# YOUR INSTRUCTIONS
Reproduce the data below word for word, keeping every line in its original order and form.

# SUPPLIED RECORDS
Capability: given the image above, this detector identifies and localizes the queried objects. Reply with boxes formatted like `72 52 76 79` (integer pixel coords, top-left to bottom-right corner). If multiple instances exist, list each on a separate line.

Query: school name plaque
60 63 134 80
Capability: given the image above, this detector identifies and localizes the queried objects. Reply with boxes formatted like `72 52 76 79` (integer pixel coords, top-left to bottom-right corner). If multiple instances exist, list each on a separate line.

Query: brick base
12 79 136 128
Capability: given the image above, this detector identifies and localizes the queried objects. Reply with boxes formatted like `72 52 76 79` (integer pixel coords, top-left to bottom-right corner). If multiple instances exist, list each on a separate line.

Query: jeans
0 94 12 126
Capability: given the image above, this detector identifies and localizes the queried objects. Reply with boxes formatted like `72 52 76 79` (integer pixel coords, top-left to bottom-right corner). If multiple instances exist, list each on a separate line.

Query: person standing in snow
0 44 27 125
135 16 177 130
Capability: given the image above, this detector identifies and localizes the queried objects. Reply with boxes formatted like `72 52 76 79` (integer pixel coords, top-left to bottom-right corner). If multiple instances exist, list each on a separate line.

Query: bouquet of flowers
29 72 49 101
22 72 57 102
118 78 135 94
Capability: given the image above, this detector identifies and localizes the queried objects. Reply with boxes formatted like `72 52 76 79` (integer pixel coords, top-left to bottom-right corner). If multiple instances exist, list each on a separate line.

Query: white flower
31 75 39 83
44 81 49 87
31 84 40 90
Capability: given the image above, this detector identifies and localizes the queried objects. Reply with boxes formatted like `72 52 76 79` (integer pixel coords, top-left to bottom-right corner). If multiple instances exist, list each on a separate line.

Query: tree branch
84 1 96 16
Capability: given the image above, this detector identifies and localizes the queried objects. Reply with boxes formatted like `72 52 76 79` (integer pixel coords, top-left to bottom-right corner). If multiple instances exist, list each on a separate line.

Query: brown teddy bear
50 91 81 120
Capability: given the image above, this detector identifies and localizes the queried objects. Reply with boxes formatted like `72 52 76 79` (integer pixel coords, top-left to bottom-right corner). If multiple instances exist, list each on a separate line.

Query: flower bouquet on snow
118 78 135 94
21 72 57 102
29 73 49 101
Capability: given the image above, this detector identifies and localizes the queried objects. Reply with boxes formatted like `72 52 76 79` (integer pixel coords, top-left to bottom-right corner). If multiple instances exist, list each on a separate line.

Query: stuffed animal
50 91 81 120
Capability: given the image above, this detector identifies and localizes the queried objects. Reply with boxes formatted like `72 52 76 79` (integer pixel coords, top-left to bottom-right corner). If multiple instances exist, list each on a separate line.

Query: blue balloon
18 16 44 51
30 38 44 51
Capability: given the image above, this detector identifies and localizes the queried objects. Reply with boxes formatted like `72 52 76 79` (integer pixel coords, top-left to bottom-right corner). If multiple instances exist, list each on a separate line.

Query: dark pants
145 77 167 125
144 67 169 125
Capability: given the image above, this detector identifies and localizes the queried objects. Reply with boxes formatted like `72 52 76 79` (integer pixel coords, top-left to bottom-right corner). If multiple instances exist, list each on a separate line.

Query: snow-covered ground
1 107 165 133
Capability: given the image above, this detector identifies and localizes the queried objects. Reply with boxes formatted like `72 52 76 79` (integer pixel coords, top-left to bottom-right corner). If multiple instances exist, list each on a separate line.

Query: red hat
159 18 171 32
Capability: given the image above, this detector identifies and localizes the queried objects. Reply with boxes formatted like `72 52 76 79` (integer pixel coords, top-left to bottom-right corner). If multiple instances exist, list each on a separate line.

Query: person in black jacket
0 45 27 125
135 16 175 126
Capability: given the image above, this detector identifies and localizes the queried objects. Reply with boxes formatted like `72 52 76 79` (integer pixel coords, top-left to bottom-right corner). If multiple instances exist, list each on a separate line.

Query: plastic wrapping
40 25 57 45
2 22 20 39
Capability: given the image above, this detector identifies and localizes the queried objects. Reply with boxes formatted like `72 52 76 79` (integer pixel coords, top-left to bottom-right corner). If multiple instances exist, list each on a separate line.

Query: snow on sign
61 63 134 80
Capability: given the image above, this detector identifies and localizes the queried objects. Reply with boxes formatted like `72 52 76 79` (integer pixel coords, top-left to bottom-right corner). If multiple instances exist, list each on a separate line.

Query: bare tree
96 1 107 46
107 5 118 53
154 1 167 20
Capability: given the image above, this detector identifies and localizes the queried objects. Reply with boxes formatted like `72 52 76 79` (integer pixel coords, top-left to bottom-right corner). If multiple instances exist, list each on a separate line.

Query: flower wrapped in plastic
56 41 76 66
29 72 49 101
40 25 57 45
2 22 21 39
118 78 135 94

# CORRECT OUTPUT
Capability: given the image above, this detector identifies and localizes the queried objects. Reply with boxes formatted like `72 52 76 79` (integer pixel coords, top-left to bottom-right corner). If multiple instances exist, list each on a separate line.

Query: school name plaque
60 63 134 80
Capability: given the image above, this detector identifies and localizes the queried objects. Reply with boxes formatted like `72 52 76 79` (integer pixel coords, top-left to bottom-right corner). If multiple instances exist, list each on a separate line.

Query: brick base
12 79 136 128
Capability: given the image above, this detector identifies and localizes the queried objects. Reply with boxes formatted like `72 52 76 79` (integer pixel coords, top-left to bottom-right corner). If multiple instances exist, list each on a separate line.

Query: jeans
0 94 12 126
Capability: given the image above, this detector identifies and localizes the queried objects. Reply with boxes formatted like `72 52 76 79` (integer pixel coords, top-left to bottom-right corner). If multiple instances exist, list each on a separate line.

Query: person standing in snow
0 44 27 125
135 16 177 130
Capability: given the image above, this detector identifies and localizes the queried objects. Reply with boxes formatted like `72 52 76 79` (integer pixel coords, top-left to bottom-right corner). If multiple instances exist, list each on a separate line.

Query: bouquet of flowers
29 72 49 101
22 72 57 102
118 78 135 94
Capability: given the image above, this detector identifies and localizes the queried objects. Reply with boxes formatted like `72 52 76 79` (integer pixel coords, top-left to bottom-right corner). If multiple instances exist, list each on a separate line.

Query: white flower
31 75 39 83
44 81 49 87
31 84 40 90
Capability: given the image above, this detector identifies and localizes the queried objects. Reply with boxes formatted like `72 52 76 79` (integer pixel coords, top-left to bottom-right corner). If multiple instances exist, list each on a separate line.

Query: tree branch
84 1 96 16
Capability: given the image above, this detector identifies and localizes the queried objects. Reply with boxes formatted like `72 52 76 79` (integer pixel coords, top-left to bottom-right corner). If multiple instances exist, list each on a separate line.

Query: brown teddy bear
50 91 81 120
Capability: given the image above, this detector identifies and localizes the queried objects. Reply with boxes formatted like `72 52 76 79` (integer pixel coords, top-left to bottom-right corner). If multiple instances exist, list each on a separate line.

Query: flower bouquet on snow
118 78 135 94
21 72 57 102
29 73 49 101
Capability: given the image above, this detector identifies and localizes the queried objects. Reply with boxes formatted like `72 52 76 79` (integer pixel coords, top-left to bottom-right corner). If multiple instances exist, list each on a separate line.

Query: stuffed animal
50 91 81 120
Capability: given the image above, this detector identifies and localizes the queried objects. Reply with boxes formatted like `72 52 76 79` (integer pixel coords, top-left to bottom-right corner). If multiple instances exist, list each on a separate line.

Query: blue balloon
18 16 44 51
30 38 44 51
Capability: given the image above, this detector identifies and localizes the queried objects. Reply with boxes formatted like `72 52 76 79` (integer pixel coords, top-left to bottom-right corner). If multiple instances exist, list each on a separate line.

Query: dark pants
145 77 167 125
144 67 169 125
Capability: given the image above, this detector identifies and localizes the queried objects. Reply with boxes formatted like `72 52 76 79` (integer pixel coords, top-left to bottom-right corner). If multiple instances exist, list each on a separate line.

Query: snow-covered ground
1 107 165 133
Capability: given the image above, this detector identifies and localizes the queried objects. Reply with boxes formatted like `72 52 76 79` (integer pixel coords, top-left to bottom-right corner). If multiple instances exist, list each on a separate line.

Query: red hat
159 18 171 32
Capability: given the image above, this detector identifies and localizes the queried objects. Reply with boxes formatted like `72 52 76 79` (integer pixel coords, top-left to bottom-right corner). If multiple instances exist, list each on a separate line.

Query: person in black jacket
0 45 27 125
135 16 175 126
Capability: given the image above, this detector identifies and localizes the queried objects. Reply with boxes formatted like `72 52 76 79` (integer pixel coords, top-left to bottom-right corner). If multiple instances exist, list each on a separate line.

Query: plastic wrapping
40 25 57 45
2 22 20 39
Capability: given the image above, this detector identifies and localizes the queried objects. Reply with boxes formatted like `72 52 76 79` (integer pixel coords, top-left to bottom-right corner). If multiple instances exist, list each on a separate line.

Query: snow on sign
61 63 134 80
Capability: given the image above, this detector identifies and localizes the queried objects. Reply with boxes formatted like `72 52 76 79` (integer pixel coords, top-left to bottom-right corner). If multiple instances exist, list each on a separate line.

Query: bare tree
96 1 107 46
107 5 118 53
154 1 167 20
Capability: given the image above, this detector identifies and localizes the queried objects. Reply with boxes formatted like `72 52 76 79` (integer pixel coords, top-left to bottom-right corner). If multiple instances exist, list each on a separate line.

Query: flower wrapped in plastic
56 41 76 66
29 72 49 101
40 25 57 45
2 22 21 39
118 78 135 94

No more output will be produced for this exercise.